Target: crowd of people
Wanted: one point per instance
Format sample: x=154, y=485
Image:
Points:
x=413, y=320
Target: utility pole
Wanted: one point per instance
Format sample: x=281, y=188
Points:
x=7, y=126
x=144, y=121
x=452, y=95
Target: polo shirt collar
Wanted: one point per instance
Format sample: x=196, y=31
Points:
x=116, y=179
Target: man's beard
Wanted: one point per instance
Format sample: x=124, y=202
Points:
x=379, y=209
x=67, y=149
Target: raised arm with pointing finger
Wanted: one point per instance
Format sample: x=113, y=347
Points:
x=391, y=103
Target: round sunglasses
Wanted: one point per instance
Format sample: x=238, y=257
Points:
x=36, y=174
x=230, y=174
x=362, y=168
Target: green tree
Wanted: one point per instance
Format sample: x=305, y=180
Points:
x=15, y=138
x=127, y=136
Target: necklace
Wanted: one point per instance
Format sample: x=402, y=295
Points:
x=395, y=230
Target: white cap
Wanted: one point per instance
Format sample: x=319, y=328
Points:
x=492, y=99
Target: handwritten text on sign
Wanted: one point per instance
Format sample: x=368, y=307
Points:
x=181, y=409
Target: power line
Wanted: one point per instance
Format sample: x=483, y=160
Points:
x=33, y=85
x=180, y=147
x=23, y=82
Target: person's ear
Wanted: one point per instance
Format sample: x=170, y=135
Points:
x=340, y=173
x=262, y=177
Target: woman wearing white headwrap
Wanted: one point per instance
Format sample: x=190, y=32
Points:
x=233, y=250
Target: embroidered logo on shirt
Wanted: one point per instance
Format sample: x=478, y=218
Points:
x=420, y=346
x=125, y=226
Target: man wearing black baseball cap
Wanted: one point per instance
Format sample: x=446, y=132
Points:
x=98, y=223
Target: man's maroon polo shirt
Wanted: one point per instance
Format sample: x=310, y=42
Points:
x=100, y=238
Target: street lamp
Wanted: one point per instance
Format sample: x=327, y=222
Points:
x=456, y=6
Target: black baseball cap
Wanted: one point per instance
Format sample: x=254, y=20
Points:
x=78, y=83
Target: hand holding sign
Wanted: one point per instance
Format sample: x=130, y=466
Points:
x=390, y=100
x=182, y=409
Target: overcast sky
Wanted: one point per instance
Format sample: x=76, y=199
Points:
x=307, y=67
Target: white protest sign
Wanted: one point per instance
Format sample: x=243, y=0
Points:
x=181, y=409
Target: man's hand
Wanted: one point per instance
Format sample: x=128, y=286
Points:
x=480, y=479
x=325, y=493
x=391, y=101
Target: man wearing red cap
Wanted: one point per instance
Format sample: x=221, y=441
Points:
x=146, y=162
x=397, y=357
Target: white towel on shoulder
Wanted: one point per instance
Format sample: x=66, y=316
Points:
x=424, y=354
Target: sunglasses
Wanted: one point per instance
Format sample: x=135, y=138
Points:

> _Task item_: A faithful retyping of every entry above is the task.

> _Answer box_:
Target: crowd of people
Wanted: one point per instance
Format sample: x=154, y=485
Image:
Points:
x=413, y=320
Target: utility pole
Wanted: one point per instance
Format sample: x=281, y=188
Points:
x=7, y=126
x=144, y=121
x=452, y=95
Target: polo shirt collar
Wanted: one point per instance
Format sample: x=196, y=31
Points:
x=116, y=179
Target: man's beard
Wanted: one point per instance
Format sample: x=124, y=202
Points:
x=379, y=209
x=67, y=149
Target: raised arm with pointing finger
Wanted: one point per instance
Format sample: x=113, y=347
Points:
x=391, y=103
Target: round sunglasses
Wanted: one point per instance
Format sample: x=238, y=257
Points:
x=36, y=174
x=230, y=174
x=362, y=168
Target: green tree
Wanted: one point per instance
Format sample: x=305, y=180
Points:
x=15, y=138
x=127, y=136
Target: necklace
Wanted: one point per instance
Format sample: x=402, y=295
Points:
x=395, y=230
Target: white cap
Wanted: one point per instance
Format sample: x=319, y=328
Points:
x=492, y=99
Target: handwritten text on sign
Wanted: one point per instance
Format sample: x=368, y=307
Points:
x=181, y=409
Target: power line
Wanted: one point per instance
Format sample: x=483, y=160
Points:
x=33, y=85
x=180, y=147
x=23, y=82
Target: person's ear
Wanted: one point per instance
Format sample: x=170, y=135
Points:
x=340, y=173
x=262, y=177
Target: woman wearing white headwrap
Wanted: one point per instance
Format sample: x=190, y=32
Points:
x=233, y=250
Target: embroidered logo on shirt
Wanted: one point per instance
Format sample: x=478, y=218
Points:
x=420, y=346
x=125, y=226
Target: man wearing black baseball cap
Wanted: one point per instance
Format sample: x=446, y=132
Points:
x=98, y=223
Target: man's maroon polo shirt
Wanted: one point per instance
Format sample: x=310, y=42
Points:
x=100, y=238
Target: street lamp
Wanted: one point per instance
Format sample: x=327, y=222
Points:
x=456, y=6
Target: black baseball cap
Wanted: one point per instance
Format sample: x=254, y=20
Points:
x=78, y=83
Target: hand holding sign
Wanted: one point per instance
Format sample: x=130, y=466
Points:
x=390, y=100
x=182, y=409
Target: overcast sky
Wanted: one point per instance
Format sample: x=76, y=199
Points:
x=307, y=67
Target: white protest sign
Wanted: one point per instance
Format sample: x=243, y=0
Points:
x=181, y=409
Target: man's hand
Wanted: one point per instance
Format sample: x=128, y=286
Points:
x=480, y=479
x=325, y=493
x=391, y=101
Target: man wearing red cap
Wanted: one point per instance
Format sample: x=221, y=441
Points:
x=146, y=162
x=397, y=357
Target: white towel on shoulder
Wanted: one point per instance
Format sample: x=66, y=316
Points:
x=424, y=354
Target: sunglasses
Wanted: one point per instance
Format sample: x=135, y=138
Points:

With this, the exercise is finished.